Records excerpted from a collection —
·····
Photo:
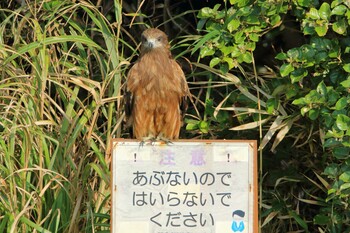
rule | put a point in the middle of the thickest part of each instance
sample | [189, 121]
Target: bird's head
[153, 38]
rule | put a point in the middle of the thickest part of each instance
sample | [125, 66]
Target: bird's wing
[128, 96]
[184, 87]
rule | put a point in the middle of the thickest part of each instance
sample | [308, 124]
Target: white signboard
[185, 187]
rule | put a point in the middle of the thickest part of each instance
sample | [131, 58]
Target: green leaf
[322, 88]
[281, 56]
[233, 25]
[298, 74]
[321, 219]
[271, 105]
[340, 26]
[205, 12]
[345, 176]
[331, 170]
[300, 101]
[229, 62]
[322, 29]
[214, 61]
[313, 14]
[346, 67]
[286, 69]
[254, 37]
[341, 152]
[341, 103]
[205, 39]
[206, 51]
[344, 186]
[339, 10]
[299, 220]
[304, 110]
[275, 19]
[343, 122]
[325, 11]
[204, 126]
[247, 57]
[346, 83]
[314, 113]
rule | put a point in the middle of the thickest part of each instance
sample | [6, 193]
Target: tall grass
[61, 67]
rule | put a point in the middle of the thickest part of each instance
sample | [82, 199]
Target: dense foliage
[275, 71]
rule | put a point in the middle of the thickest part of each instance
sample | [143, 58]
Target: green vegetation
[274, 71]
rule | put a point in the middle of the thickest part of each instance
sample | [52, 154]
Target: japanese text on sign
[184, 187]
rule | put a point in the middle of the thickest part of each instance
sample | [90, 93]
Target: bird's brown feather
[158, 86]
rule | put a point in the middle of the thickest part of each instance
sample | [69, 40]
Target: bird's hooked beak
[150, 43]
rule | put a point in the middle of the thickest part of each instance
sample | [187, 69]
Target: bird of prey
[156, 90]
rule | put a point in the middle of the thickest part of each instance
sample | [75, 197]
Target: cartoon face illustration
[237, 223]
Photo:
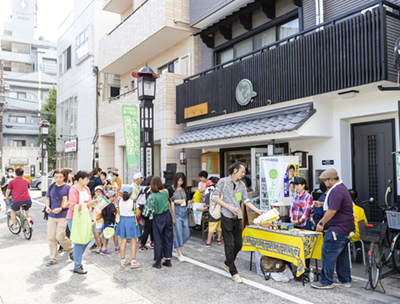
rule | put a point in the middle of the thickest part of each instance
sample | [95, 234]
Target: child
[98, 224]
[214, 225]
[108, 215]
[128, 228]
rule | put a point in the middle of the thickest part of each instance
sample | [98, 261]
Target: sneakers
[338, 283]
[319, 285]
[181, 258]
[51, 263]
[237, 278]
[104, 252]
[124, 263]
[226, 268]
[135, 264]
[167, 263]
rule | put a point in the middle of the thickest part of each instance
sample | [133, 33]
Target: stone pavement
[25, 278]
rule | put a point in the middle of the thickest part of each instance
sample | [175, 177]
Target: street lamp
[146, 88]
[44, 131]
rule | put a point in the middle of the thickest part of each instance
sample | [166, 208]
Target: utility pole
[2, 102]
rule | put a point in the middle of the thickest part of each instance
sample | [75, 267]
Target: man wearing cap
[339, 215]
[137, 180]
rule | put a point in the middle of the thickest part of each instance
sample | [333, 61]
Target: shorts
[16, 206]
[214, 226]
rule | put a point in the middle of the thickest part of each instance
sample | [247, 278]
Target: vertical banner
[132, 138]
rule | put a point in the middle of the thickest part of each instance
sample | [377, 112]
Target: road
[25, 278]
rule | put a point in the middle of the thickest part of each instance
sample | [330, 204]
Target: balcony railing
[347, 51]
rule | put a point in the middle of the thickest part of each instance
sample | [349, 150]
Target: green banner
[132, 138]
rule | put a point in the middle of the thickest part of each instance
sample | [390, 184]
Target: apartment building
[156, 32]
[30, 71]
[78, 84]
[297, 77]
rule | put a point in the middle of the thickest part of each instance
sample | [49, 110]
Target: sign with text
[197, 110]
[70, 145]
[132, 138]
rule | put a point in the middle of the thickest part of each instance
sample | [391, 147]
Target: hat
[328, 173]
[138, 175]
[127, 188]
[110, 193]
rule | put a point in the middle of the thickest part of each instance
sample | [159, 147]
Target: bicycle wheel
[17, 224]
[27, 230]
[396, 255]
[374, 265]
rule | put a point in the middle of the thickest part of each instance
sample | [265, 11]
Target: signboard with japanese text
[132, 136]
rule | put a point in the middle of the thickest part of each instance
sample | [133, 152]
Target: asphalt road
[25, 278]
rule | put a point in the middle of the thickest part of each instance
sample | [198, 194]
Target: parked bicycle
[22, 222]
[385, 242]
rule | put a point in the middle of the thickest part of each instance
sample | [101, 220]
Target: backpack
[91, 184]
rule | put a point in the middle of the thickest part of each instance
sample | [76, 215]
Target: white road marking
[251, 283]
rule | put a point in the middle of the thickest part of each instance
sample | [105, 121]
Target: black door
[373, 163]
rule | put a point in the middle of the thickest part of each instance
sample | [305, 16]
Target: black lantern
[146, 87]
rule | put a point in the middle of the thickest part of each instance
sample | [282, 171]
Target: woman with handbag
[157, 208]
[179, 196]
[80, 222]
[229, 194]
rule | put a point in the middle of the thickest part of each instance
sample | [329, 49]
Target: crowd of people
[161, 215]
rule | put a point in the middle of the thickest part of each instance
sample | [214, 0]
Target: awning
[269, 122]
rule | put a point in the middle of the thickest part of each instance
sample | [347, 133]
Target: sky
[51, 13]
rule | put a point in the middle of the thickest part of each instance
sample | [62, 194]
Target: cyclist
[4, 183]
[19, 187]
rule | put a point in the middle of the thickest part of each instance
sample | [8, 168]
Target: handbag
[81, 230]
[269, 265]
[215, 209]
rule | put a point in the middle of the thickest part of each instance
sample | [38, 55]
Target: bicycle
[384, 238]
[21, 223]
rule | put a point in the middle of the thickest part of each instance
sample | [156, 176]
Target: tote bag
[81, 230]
·····
THE TASK —
The data above should be restated exactly, with its images dropped.

RESULT OF THE TASK —
Photo:
rule | put a point in the middle of the thickest part of each instance
sample | [189, 121]
Target: bird's head
[153, 38]
rule | put a point in the middle of the thickest part of each instance
sample | [125, 66]
Target: bird's wing
[128, 96]
[184, 87]
rule | put a point in the middle of the thickest part of each instance
sample | [308, 124]
Target: white signboard
[185, 187]
rule | put a point in the middle of the thickest part of each instance
sample | [131, 58]
Target: green leaf
[322, 88]
[281, 56]
[233, 25]
[298, 74]
[321, 219]
[271, 105]
[340, 26]
[205, 12]
[345, 176]
[331, 170]
[300, 101]
[229, 62]
[322, 29]
[214, 61]
[313, 14]
[346, 67]
[286, 69]
[254, 37]
[341, 152]
[341, 103]
[205, 39]
[206, 51]
[344, 186]
[339, 10]
[299, 220]
[304, 110]
[275, 19]
[343, 122]
[325, 11]
[204, 126]
[247, 57]
[346, 83]
[314, 113]
rule | put a point in the middle of the thickest part of each instance
sample | [6, 193]
Target: tall grass
[61, 67]
rule | put a point in the middle of the thickest part of each instance
sample | [82, 199]
Target: dense foliage
[275, 71]
rule | put a point in the middle of the thickest part of each instance
sample | [143, 58]
Target: green vegetation
[274, 71]
rule | put a point in the middle of the thickest part of each instance
sample | [52, 154]
Target: japanese text on sign
[184, 187]
rule | put a point in the middle of the thickest part of each instance
sample | [90, 93]
Target: bird's brown feather
[158, 86]
rule | put a point in the middle of the thickest part of each instance
sample | [69, 40]
Target: bird's hooked beak
[150, 43]
rule | put a point in the middle of the thickest part of each instance
sample | [187, 69]
Target: bird of prey
[156, 90]
rule | put a point in the middle of the thickest part of each instance
sample | [75, 197]
Target: cartoon face illustration
[237, 223]
Photo:
rule | put a point in the middle of the thickest part of each instance
sample | [95, 234]
Target: child
[98, 224]
[214, 225]
[108, 215]
[128, 228]
rule | put a point in the middle of the thickest part of each instance
sample | [98, 261]
Target: sneakers
[338, 283]
[319, 285]
[181, 258]
[51, 263]
[237, 278]
[104, 252]
[124, 263]
[226, 268]
[135, 264]
[167, 263]
rule | put a point in the middle of the thickest part of each instance
sample | [133, 33]
Target: stone pavement
[25, 278]
rule | put a point in the middle of the thickest part of each instance
sample | [175, 177]
Target: street lamp
[146, 88]
[44, 131]
rule | put a point in the middle of the thickest part of each instance
sample | [166, 208]
Target: utility pole
[2, 102]
rule | put a point in the middle of the thickest part of each instance
sample | [75, 267]
Target: man wearing cap
[339, 215]
[137, 180]
rule | put a point in the middle of the thickest part of each instance
sample | [333, 61]
Target: shorts
[16, 206]
[214, 226]
rule | put a point in the middle of the thickest part of each instance
sample | [247, 278]
Target: vertical banner
[132, 138]
rule | put a point in the middle of the thickest part of each instance
sample | [377, 112]
Target: road
[25, 278]
rule | put a point in the middle of the thickest part of each instance
sample | [330, 204]
Target: balcony railing
[347, 51]
rule | put a point in the middle of the thickest part of each instance
sample | [349, 150]
Target: green banner
[132, 138]
rule | put a point in the middle of the thickest part of each instance
sample | [390, 184]
Target: apartment building
[156, 32]
[30, 71]
[78, 84]
[297, 77]
rule | put a point in the middle of the thickest part of each instance
sample | [49, 110]
Target: sign with text
[197, 110]
[70, 145]
[132, 138]
rule | put a point in the middle of the thickest part of each instance
sample | [391, 147]
Target: hat
[328, 173]
[138, 175]
[127, 188]
[110, 193]
rule | put a point in the middle of the thickest part of each instance
sample | [159, 147]
Target: bicycle wheel
[17, 224]
[27, 230]
[396, 255]
[374, 265]
rule | put a point in the middle of the thickest part of each instance
sample | [265, 11]
Target: signboard with japanese text
[132, 136]
rule | put a point in the middle of the thickest part of each instance
sample | [133, 152]
Target: asphalt road
[25, 278]
rule | put a point in the middle of the thickest part of each instance
sample | [198, 194]
Target: parked bicycle
[22, 222]
[385, 242]
rule | put a point in the middle of the thickest part of each instance
sample | [101, 220]
Target: backpack
[91, 184]
rule | put a point in the middle of the thickest part of each instance
sample | [76, 215]
Target: white road marking
[251, 283]
rule | put a point in the middle of the thickest part of each instance
sample | [105, 121]
Target: black door
[373, 163]
rule | put a point in the middle of the thickest part of each instance
sample | [305, 16]
Target: black lantern
[146, 87]
rule | put a point in the middle of the thickest part of each instance
sample | [282, 171]
Target: woman with handbag
[157, 208]
[179, 196]
[80, 222]
[229, 194]
rule | put a point in the middle of the thickest part of each instance
sample | [329, 49]
Target: crowd of people
[161, 215]
rule | put a point in the middle of the thickest part of each instance
sample | [214, 0]
Target: awning
[269, 122]
rule | put a point in the middle of the thickest part of each instance
sample | [347, 133]
Target: sky
[51, 13]
rule | put a point in the middle of the thickest part of each instance
sample | [62, 194]
Target: cyclist
[4, 183]
[19, 187]
rule | put a point in the middle of the thickest part of each instance
sample | [8, 168]
Target: handbag
[81, 230]
[269, 265]
[215, 209]
rule | put a point in the middle of the thickest part of each instance
sample | [38, 55]
Target: bicycle
[384, 238]
[21, 223]
rule | put a point in the middle of the thickest part of each instance
sample | [156, 176]
Target: tote bag
[81, 230]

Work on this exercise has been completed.